**Aim 1:** Repeat the stretch of the entries from the line containing "Where can the bowl" through the line containing "<point>51,119</point>", and nothing else.

**Reading passage:**
++++++++
数学建模

模型知识点

优化模型-博弈论-囚徒困境(en)

Wang Haihua

🚅 🚋😜 🚑 🚔

Prisoners Dilemma¶

One big area of repeated games is specifically the Prisoner's Dilemma. We have previously defined this as the following game:

$$ A = \begin{pmatrix} 3 & 0\\ 5 & 1 \end{pmatrix}\qquad B = \begin{pmatrix} 3 & 5\\ 0 & 1 \end{pmatrix} $$

The general form is:

$$ A = \begin{pmatrix} R & S\\ T & P \end{pmatrix}\qquad B = \begin{pmatrix} R & T\\ S & P \end{pmatrix} $$

with the following constraints:

$$T > R > P > S$$$$2R > T + S$$

The first constraint ensures that the second action "Defect" dominates the first action "Cooperate".
The second constraint ensures that a social dilemma arises: the sum of the utilities to both players is best when they both cooperate.

This game is a good model of agent (human, etc) interaction: a player can choose to take a slight loss of utility for the benefit of the other play and themselves.
++++++++
**Material for this task:**
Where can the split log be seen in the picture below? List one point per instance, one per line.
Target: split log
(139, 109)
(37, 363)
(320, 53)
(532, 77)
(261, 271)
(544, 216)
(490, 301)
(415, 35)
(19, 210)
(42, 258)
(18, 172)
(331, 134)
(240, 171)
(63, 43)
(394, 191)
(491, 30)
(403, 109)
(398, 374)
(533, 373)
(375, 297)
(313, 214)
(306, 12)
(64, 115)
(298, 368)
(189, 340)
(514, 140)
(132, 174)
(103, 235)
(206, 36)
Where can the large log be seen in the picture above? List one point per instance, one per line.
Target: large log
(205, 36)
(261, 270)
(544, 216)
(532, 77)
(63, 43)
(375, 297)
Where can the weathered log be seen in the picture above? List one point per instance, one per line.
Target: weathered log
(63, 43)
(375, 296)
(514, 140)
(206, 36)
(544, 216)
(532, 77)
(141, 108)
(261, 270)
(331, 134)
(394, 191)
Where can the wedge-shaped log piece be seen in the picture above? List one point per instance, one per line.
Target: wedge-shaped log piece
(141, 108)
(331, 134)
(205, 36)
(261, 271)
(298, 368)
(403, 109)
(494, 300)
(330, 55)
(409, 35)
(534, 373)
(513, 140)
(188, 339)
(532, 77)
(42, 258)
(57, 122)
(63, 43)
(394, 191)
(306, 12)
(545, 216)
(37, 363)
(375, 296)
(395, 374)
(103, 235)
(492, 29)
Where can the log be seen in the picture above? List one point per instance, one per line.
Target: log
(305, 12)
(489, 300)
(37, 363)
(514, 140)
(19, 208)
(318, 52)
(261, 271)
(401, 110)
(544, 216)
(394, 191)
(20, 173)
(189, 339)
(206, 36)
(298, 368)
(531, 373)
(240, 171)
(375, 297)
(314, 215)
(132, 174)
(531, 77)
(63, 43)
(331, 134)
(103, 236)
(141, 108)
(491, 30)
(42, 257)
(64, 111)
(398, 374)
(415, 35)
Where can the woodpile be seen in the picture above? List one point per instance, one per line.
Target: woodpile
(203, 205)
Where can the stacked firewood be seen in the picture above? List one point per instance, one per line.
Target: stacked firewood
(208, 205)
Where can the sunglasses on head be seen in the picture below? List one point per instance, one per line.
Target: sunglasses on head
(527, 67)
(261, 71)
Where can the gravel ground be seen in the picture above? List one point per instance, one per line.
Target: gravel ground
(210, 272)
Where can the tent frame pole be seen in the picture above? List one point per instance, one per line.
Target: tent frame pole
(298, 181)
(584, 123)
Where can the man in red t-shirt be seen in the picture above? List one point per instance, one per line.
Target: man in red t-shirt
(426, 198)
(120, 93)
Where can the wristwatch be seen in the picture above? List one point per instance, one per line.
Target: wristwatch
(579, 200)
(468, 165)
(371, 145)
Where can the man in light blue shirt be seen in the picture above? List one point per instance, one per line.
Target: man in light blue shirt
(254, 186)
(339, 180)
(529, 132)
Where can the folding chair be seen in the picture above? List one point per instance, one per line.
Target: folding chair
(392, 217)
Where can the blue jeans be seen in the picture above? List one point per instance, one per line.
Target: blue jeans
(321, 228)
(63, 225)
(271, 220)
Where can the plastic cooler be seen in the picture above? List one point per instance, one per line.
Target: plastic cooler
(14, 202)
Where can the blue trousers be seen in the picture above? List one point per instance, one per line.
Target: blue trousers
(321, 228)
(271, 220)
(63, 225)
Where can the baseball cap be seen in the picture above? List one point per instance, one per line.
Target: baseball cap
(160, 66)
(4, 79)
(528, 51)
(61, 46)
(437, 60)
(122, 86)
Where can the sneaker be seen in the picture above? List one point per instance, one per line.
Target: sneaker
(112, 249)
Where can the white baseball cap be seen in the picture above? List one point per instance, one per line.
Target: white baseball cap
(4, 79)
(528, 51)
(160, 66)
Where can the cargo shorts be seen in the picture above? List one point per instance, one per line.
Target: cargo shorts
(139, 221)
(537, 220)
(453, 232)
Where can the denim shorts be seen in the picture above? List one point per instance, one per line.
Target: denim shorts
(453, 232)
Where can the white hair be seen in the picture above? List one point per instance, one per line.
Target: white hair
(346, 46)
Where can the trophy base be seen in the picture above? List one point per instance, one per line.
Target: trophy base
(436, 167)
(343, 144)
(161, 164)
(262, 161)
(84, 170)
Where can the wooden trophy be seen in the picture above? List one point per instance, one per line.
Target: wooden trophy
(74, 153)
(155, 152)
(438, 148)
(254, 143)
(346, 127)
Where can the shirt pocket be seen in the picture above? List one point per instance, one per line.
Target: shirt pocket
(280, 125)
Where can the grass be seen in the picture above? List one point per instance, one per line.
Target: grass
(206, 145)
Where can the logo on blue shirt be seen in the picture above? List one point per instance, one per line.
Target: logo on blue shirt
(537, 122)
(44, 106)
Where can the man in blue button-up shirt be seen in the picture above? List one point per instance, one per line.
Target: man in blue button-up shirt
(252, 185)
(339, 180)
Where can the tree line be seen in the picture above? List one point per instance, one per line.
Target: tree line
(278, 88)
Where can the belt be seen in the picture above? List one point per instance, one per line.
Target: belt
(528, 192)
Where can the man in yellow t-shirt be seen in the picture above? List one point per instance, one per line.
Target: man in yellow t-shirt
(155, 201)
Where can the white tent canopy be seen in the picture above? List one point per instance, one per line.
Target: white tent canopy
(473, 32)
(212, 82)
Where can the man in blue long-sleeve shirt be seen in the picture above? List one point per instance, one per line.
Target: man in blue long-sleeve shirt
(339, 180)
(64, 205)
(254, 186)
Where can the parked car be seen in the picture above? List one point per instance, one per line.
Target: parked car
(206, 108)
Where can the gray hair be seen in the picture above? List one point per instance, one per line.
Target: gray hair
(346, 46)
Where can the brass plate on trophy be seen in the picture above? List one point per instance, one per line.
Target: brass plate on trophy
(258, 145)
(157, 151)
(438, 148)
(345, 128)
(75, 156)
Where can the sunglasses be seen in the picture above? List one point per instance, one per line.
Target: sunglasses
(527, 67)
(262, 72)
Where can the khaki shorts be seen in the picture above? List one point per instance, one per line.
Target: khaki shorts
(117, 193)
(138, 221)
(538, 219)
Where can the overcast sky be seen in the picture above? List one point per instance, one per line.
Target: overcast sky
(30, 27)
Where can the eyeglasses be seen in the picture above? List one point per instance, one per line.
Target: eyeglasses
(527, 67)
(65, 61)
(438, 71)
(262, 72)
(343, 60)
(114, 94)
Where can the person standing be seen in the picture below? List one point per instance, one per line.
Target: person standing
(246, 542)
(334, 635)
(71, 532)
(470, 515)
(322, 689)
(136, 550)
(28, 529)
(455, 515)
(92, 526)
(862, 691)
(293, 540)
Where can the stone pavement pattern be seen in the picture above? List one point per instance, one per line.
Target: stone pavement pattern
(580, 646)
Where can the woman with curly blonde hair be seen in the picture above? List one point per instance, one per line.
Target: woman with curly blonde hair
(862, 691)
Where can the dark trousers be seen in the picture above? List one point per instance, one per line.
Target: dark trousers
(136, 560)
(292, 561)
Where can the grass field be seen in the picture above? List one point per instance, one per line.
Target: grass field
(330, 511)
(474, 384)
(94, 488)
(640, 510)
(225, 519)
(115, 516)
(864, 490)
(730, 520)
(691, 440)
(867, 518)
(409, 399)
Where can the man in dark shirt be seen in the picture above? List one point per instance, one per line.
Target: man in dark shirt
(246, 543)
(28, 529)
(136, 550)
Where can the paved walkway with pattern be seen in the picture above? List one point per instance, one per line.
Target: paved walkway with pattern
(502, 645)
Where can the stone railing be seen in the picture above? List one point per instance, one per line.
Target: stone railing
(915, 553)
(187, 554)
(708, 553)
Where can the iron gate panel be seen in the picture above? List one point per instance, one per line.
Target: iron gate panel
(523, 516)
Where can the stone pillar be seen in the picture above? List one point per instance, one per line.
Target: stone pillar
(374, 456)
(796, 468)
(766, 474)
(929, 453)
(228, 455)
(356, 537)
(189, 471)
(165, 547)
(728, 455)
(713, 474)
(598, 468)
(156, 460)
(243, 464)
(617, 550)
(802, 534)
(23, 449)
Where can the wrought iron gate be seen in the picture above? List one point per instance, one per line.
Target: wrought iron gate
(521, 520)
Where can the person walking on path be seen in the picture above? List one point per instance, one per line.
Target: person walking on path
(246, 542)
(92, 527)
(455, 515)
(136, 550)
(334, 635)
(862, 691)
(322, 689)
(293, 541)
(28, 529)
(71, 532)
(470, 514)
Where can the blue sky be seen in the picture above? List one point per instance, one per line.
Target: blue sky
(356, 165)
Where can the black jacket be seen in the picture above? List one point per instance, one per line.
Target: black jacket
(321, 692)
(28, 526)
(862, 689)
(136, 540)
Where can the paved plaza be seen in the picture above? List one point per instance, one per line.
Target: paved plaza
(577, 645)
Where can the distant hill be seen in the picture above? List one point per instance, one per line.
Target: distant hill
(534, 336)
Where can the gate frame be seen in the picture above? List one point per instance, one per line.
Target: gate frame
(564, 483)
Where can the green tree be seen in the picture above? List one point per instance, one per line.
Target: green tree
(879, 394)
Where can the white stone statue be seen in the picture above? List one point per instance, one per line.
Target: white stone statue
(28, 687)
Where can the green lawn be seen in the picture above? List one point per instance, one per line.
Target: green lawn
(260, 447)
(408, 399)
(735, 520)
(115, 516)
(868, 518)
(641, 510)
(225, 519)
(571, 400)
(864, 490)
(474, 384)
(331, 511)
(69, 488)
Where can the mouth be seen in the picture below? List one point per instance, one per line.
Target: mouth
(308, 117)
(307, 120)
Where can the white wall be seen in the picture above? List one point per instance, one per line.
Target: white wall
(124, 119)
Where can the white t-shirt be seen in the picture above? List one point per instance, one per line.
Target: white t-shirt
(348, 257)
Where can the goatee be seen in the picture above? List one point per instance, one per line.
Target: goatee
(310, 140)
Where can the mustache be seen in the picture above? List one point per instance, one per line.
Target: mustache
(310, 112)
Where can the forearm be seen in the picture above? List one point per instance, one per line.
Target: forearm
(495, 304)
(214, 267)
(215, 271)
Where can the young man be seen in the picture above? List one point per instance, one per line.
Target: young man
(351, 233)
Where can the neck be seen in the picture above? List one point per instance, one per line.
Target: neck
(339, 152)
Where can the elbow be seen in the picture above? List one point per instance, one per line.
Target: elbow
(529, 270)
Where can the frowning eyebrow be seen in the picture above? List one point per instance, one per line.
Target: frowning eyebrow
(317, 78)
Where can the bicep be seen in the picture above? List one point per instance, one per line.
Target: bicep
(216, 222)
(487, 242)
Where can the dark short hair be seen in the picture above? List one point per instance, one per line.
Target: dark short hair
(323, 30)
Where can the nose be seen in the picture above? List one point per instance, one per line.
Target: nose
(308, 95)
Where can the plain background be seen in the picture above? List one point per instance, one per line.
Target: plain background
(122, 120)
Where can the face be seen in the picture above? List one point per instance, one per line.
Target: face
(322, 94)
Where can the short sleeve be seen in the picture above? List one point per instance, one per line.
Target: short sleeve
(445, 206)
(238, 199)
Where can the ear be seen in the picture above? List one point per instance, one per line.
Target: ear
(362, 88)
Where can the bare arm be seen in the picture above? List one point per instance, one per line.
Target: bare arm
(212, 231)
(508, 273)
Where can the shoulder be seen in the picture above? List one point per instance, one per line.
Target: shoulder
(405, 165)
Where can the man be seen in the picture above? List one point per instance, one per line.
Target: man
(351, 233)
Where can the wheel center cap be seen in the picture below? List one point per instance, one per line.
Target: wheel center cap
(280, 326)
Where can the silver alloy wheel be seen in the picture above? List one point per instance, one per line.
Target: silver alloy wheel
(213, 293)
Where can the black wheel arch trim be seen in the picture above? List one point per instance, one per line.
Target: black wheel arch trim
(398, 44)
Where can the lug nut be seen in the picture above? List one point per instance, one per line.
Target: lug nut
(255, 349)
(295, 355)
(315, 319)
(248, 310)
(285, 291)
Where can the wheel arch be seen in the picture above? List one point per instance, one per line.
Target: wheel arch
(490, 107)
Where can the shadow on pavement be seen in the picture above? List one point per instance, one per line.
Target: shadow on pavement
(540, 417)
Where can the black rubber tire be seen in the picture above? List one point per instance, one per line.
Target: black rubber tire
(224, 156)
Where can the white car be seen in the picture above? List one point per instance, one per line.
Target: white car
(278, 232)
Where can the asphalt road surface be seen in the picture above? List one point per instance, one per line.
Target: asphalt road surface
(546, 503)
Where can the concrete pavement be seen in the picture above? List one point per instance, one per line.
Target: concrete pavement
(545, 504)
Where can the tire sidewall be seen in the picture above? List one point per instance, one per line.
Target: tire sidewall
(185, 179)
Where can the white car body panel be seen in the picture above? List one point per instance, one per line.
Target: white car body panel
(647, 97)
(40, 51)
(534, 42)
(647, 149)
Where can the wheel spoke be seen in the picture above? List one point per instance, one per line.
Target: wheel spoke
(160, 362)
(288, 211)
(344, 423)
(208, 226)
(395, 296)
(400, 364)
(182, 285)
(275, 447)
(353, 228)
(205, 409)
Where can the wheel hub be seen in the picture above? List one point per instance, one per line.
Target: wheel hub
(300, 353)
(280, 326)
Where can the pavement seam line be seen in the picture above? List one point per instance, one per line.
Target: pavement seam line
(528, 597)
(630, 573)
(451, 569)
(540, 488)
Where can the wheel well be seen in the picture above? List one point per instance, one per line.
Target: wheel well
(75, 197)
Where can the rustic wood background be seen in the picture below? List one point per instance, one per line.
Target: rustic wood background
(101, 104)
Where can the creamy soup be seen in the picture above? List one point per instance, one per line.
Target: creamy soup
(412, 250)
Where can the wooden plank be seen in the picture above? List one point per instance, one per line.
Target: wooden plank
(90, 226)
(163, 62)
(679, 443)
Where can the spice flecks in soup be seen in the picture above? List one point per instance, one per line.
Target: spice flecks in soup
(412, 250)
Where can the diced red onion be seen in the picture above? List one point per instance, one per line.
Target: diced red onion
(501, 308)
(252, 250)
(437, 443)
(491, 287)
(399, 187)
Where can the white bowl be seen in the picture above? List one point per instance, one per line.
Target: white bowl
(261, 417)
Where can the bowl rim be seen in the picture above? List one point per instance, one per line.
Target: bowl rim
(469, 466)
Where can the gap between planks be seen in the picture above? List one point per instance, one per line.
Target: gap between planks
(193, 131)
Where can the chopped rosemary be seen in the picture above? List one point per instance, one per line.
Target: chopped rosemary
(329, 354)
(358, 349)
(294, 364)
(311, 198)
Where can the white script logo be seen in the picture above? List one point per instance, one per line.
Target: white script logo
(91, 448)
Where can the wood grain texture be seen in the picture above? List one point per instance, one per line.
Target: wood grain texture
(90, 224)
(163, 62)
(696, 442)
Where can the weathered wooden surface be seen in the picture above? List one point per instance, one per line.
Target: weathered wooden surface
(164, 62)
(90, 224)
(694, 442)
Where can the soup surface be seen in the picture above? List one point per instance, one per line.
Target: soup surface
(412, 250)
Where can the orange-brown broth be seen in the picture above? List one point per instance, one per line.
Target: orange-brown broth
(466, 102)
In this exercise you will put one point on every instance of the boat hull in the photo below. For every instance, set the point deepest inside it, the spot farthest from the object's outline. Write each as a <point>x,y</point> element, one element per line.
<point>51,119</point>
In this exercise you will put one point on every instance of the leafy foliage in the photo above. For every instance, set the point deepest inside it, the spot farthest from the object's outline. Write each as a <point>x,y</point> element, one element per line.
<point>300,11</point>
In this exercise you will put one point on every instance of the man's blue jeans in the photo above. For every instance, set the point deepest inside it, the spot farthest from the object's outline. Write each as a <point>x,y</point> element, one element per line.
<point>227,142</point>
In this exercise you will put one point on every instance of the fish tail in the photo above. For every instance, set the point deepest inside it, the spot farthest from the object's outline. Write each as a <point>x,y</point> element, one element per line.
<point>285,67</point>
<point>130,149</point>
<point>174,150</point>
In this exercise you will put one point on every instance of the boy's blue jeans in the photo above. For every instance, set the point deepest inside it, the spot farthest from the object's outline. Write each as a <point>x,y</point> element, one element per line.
++++++++
**Aim 2:** Reproduce the stretch of the Prisoner's Dilemma text from "The second constraint" through "play and themselves.".

**Result 1:**
Where can the bowl rim be seen in the picture above? List one point per instance, one per line.
Target: bowl rim
(469, 466)
Where can the gap between planks be seen in the picture above? List one point per instance, one per line.
Target: gap between planks
(193, 131)
Where can the chopped rosemary be seen in the picture above? List one point per instance, one per line.
Target: chopped rosemary
(329, 354)
(358, 349)
(294, 364)
(311, 198)
Where can the white script logo be seen in the picture above? List one point per instance, one per line.
Target: white script logo
(91, 448)
Where can the wood grain texture be seen in the picture above? List one point per instance, one per line.
Target: wood grain texture
(90, 224)
(163, 62)
(696, 442)
Where can the weathered wooden surface be seen in the picture above? List one point per instance, one per line.
Target: weathered wooden surface
(164, 62)
(90, 224)
(694, 442)
Where can the soup surface be seen in the picture above? List one point per instance, one per line.
Target: soup surface
(412, 250)
Where can the orange-brown broth be seen in the picture above? List one point per instance, one per line.
Target: orange-brown broth
(466, 102)
In this exercise you will put one point on every instance of the boat hull in the photo below. For every instance, set the point deepest inside it, the spot farthest from the object's outline. Write each as a <point>x,y</point> element, one element per line.
<point>51,119</point>

**Result 2:**
The second constraint ensures that a social dilemma arises: the sum of the utilities to both players is best when they both cooperate.

This game is a good model of agent (human, etc) interaction: a player can choose to take a slight loss of utility for the benefit of the other play and themselves.